=== Section Start ===
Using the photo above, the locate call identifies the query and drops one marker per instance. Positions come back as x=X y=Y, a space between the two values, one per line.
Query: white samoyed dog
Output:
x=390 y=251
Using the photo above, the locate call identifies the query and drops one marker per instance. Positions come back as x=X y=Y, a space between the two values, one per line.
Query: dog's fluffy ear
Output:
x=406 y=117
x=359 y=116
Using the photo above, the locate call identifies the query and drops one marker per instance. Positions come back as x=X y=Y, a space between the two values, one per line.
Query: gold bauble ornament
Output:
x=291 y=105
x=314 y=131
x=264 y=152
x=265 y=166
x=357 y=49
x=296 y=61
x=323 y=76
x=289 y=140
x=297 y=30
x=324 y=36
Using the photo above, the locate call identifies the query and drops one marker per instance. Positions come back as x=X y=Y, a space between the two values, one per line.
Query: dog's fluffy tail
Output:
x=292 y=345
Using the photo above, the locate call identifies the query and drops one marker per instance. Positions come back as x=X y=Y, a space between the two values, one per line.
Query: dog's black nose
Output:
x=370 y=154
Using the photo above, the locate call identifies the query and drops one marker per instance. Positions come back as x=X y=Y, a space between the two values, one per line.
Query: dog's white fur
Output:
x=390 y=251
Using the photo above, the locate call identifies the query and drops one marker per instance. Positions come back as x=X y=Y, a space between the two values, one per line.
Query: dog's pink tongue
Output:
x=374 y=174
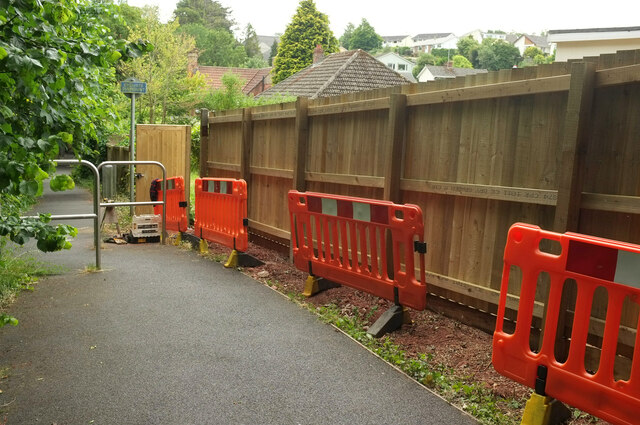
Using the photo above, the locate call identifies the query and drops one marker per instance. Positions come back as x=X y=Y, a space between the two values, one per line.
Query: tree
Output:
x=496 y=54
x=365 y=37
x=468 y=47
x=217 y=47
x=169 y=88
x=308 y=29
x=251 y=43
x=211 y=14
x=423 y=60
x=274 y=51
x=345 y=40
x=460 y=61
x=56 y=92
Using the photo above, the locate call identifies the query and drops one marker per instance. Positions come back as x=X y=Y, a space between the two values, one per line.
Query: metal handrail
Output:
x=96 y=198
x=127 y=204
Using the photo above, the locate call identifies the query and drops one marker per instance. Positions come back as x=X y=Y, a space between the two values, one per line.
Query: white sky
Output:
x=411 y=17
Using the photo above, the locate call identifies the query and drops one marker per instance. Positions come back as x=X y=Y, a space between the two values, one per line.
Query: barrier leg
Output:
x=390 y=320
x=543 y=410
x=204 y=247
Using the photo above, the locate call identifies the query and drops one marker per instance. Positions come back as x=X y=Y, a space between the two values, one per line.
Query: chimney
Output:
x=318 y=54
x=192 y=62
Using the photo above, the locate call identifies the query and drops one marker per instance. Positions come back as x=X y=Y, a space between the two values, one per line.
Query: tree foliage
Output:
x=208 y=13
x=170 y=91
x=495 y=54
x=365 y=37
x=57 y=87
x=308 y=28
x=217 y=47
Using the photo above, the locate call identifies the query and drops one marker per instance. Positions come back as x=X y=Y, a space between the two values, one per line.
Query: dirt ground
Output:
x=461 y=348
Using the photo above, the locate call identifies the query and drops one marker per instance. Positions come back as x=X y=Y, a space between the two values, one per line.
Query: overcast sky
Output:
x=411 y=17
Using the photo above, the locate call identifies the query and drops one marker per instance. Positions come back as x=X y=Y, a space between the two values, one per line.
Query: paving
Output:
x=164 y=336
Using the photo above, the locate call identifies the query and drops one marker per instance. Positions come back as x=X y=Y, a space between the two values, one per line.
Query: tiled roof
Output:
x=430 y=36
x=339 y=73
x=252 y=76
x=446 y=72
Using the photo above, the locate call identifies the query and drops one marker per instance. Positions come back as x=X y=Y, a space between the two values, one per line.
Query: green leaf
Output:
=== Section End ===
▸ WHAT THIS TASK INVOLVES: Nothing but a number should be given: the tally of lines in the listing that contain "fluffy".

▸ TASK RESPONSE: 2